»»
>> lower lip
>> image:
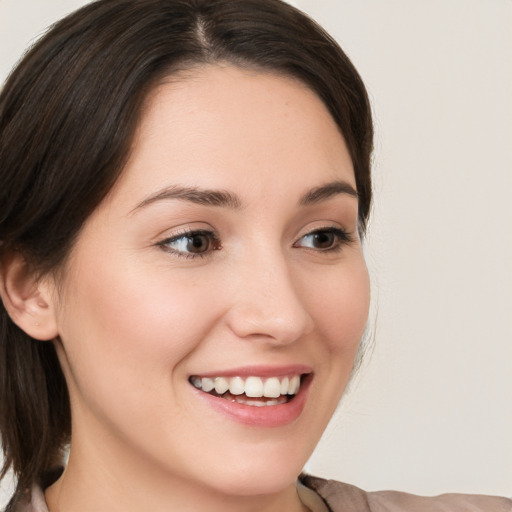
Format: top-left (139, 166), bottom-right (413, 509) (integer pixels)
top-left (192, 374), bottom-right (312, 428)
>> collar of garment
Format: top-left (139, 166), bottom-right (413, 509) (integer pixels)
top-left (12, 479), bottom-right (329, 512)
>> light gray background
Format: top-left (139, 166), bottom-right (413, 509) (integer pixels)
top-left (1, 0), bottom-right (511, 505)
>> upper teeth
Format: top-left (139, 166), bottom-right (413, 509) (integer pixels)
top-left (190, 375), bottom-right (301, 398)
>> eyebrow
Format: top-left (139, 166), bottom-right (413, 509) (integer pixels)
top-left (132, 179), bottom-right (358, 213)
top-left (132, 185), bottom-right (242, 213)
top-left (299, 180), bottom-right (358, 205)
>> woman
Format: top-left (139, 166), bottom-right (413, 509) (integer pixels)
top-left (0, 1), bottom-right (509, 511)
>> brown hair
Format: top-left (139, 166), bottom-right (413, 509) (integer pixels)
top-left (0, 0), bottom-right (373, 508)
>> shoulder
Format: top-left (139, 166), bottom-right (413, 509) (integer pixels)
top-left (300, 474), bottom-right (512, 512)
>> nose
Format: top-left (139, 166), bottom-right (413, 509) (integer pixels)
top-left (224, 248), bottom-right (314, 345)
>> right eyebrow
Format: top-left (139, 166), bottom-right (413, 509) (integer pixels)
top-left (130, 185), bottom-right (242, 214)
««
Reproduce all the entries that precede this task, word for word, minus any pictures.

> _Written response_:
>> lower lip
>> image:
Format: top-left (139, 166), bottom-right (413, 509) (integer pixels)
top-left (192, 374), bottom-right (312, 428)
>> collar of garment
Format: top-left (139, 166), bottom-right (413, 509) (integer pixels)
top-left (12, 479), bottom-right (329, 512)
>> light gray background
Format: top-left (139, 166), bottom-right (413, 509) (integer pixels)
top-left (1, 0), bottom-right (511, 505)
>> upper teeth
Format: top-left (139, 166), bottom-right (413, 509) (integer pixels)
top-left (190, 375), bottom-right (301, 398)
>> eyebrow
Format: top-left (139, 166), bottom-right (413, 509) (integer pixels)
top-left (132, 179), bottom-right (358, 213)
top-left (132, 185), bottom-right (242, 213)
top-left (299, 180), bottom-right (358, 205)
>> woman
Format: top-left (139, 166), bottom-right (413, 509) (integer pixels)
top-left (0, 1), bottom-right (509, 511)
>> brown hair
Format: top-left (139, 166), bottom-right (413, 509) (integer pixels)
top-left (0, 0), bottom-right (373, 508)
>> shoulder
Format: top-left (139, 166), bottom-right (413, 509) (integer pixels)
top-left (300, 474), bottom-right (512, 512)
>> nose
Format: top-left (139, 166), bottom-right (413, 509) (integer pixels)
top-left (224, 248), bottom-right (314, 345)
>> right eyebrow
Format: top-left (139, 166), bottom-right (413, 509) (integer pixels)
top-left (130, 185), bottom-right (242, 214)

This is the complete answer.